#### WHAT THIS TASK INVOLVES
Restate word for word every line from the top of the data below down through the line that holds "of the grassy".

--- DATASET RECORDS Enclosed Below ---

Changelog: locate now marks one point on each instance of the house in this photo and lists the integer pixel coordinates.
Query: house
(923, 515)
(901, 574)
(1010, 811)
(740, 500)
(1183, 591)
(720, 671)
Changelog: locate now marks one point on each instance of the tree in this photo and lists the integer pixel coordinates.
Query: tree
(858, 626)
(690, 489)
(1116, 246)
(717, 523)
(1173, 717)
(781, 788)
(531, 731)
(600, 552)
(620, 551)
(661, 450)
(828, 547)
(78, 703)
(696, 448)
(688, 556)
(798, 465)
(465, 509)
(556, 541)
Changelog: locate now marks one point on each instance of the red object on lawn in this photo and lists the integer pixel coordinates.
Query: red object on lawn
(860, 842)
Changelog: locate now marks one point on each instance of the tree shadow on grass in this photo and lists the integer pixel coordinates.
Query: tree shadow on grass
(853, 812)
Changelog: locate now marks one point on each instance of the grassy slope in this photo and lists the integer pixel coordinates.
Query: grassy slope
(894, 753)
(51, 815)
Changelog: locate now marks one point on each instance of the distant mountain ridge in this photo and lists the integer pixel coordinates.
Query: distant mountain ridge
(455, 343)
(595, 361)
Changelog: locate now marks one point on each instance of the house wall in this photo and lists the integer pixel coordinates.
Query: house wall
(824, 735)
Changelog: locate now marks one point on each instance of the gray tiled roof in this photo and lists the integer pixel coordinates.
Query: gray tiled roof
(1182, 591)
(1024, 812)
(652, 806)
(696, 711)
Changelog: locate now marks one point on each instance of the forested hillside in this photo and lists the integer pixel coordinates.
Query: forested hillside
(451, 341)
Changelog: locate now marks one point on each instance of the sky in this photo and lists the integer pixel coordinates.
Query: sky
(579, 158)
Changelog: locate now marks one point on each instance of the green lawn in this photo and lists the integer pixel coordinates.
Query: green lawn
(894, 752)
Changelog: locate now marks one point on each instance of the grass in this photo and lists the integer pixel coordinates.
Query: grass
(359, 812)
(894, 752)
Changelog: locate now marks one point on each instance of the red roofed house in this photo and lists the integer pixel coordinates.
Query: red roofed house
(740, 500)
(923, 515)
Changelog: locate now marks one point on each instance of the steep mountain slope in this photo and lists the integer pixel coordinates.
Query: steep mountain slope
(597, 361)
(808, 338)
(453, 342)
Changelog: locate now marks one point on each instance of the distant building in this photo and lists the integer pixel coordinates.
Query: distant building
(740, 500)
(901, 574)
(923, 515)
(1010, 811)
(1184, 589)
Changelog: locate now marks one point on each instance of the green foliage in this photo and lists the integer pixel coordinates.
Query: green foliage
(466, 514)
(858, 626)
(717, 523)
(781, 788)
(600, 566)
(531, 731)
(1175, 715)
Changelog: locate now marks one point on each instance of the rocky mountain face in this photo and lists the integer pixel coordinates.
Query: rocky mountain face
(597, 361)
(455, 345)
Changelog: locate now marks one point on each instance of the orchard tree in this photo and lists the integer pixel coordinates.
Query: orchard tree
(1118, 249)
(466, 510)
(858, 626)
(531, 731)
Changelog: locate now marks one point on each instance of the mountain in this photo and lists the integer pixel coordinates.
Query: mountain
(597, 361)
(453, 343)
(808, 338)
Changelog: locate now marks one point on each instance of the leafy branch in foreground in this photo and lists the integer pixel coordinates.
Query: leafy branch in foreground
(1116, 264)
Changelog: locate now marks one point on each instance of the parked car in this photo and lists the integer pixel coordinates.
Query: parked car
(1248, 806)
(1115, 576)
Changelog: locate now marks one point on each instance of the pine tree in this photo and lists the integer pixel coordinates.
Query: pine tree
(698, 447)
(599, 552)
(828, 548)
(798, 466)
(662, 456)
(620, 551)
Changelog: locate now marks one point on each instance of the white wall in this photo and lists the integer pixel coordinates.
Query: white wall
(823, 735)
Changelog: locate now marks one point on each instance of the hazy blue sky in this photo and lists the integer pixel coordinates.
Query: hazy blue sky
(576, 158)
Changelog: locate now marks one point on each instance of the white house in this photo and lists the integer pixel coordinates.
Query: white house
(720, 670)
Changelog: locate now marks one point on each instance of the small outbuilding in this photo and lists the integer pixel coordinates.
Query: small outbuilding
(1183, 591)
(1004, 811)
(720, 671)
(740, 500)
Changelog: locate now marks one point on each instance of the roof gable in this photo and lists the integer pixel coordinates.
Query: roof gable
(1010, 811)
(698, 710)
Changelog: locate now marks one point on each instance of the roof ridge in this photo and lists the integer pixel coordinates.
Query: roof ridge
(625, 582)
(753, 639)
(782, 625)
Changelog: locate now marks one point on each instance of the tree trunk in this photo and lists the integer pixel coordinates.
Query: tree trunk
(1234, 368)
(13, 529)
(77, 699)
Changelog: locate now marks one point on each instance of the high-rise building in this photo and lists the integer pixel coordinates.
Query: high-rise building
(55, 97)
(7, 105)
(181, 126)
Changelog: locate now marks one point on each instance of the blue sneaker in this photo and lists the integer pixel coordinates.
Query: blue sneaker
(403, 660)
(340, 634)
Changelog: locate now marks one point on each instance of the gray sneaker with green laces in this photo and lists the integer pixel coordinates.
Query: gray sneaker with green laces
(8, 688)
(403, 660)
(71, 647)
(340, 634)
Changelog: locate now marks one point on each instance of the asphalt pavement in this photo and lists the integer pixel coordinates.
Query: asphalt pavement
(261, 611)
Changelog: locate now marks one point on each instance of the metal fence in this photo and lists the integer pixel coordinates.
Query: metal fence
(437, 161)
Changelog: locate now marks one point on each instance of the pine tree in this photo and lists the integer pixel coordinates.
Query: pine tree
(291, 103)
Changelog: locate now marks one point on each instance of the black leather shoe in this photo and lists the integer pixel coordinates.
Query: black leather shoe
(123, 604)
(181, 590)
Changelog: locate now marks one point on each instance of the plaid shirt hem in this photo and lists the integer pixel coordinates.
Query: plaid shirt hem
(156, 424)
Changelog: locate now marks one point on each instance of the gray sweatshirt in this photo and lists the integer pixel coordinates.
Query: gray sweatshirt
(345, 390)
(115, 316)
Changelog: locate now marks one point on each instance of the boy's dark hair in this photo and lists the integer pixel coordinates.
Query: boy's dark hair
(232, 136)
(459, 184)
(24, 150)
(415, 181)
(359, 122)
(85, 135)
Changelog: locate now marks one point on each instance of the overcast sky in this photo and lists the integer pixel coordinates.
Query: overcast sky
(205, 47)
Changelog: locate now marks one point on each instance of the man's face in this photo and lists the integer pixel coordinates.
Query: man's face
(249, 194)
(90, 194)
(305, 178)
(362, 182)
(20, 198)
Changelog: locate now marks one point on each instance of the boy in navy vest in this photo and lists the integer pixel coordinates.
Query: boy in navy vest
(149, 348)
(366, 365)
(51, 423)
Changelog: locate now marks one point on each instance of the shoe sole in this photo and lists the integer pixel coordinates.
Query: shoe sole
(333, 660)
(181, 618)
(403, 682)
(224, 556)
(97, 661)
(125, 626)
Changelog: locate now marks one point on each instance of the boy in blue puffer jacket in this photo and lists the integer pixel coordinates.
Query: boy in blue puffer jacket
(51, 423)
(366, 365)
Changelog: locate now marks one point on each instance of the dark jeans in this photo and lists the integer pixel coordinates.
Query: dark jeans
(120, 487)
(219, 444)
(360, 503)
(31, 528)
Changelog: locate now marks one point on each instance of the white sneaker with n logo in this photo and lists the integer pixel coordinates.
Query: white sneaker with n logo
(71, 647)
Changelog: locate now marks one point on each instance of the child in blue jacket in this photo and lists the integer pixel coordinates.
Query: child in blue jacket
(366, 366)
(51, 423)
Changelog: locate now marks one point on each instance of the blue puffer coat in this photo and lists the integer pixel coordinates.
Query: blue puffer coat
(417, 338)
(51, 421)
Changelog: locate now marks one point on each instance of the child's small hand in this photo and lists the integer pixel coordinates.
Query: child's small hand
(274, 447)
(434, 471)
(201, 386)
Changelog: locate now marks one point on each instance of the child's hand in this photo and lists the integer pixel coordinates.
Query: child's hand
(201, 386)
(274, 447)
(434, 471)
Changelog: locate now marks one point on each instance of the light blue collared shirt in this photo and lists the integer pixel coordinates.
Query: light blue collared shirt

--- End of Enclosed DATASET RECORDS ---

#### ANSWER FOR THE TASK
Changelog: locate now marks one point on each instance of the house in this photo and lists the integer pixel coordinates.
Query: house
(923, 515)
(901, 574)
(1010, 811)
(740, 500)
(1183, 591)
(720, 671)
Changelog: locate now marks one point on each instance of the tree in this photo and lists the integer pixel coordinates.
Query: tree
(858, 626)
(690, 489)
(1116, 246)
(717, 523)
(1173, 717)
(781, 788)
(531, 731)
(600, 552)
(620, 551)
(661, 450)
(828, 547)
(78, 703)
(696, 448)
(688, 556)
(798, 465)
(465, 509)
(556, 541)
Changelog: locate now marks one point on each instance of the red object on lawn in this photo and lists the integer pixel coordinates.
Query: red object on lawn
(860, 842)
Changelog: locate now marks one point on each instance of the tree shadow on grass in this photo and lists the integer pixel coordinates.
Query: tree shadow on grass
(853, 812)
Changelog: locate now marks one point on each instance of the grassy slope in this photo and lists the integer pixel coordinates.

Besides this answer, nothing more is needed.